#### EXERCISE AIM
Copy out the listing below, starting at the line that contains "Task: indicate the dry straw stem" and ending at the last line of the listing, with no changes. Leave out the picture.

#### TASK DATA
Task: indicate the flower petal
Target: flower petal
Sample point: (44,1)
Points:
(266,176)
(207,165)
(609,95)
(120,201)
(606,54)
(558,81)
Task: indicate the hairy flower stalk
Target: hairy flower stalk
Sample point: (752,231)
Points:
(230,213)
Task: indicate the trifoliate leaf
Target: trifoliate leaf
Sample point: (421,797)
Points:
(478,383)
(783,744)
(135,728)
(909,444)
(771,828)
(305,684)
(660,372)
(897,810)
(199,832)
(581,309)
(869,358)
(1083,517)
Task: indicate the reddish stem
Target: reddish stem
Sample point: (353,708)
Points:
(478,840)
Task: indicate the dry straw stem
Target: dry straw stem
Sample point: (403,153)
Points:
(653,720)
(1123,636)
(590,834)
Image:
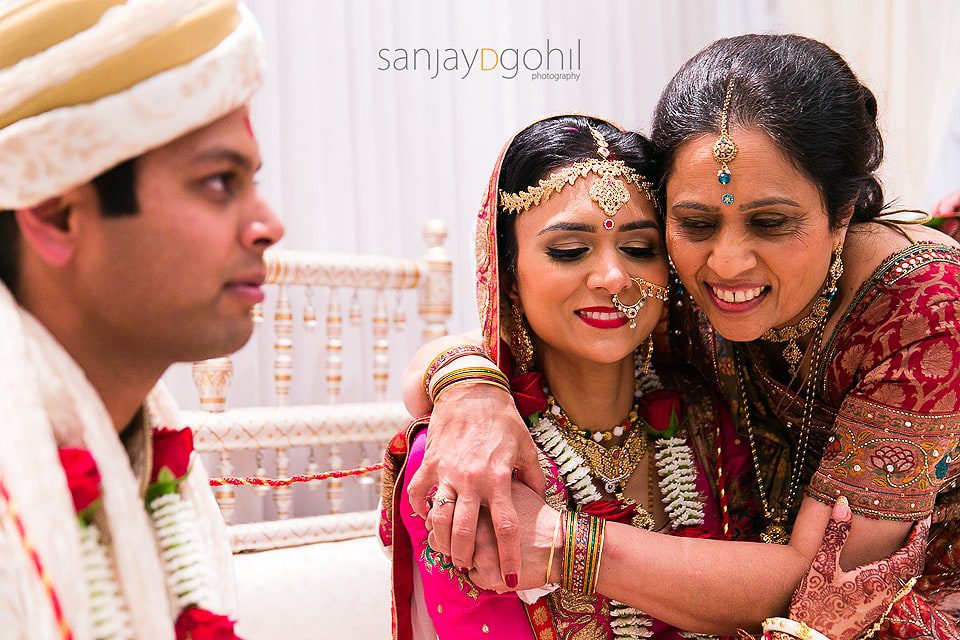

#### SOLUTION TO THIS PROBLEM
Task: indicate the dry straw stem
Target: dry straw stem
Sample point: (403,153)
Points:
(653,720)
(1123,636)
(590,834)
Image:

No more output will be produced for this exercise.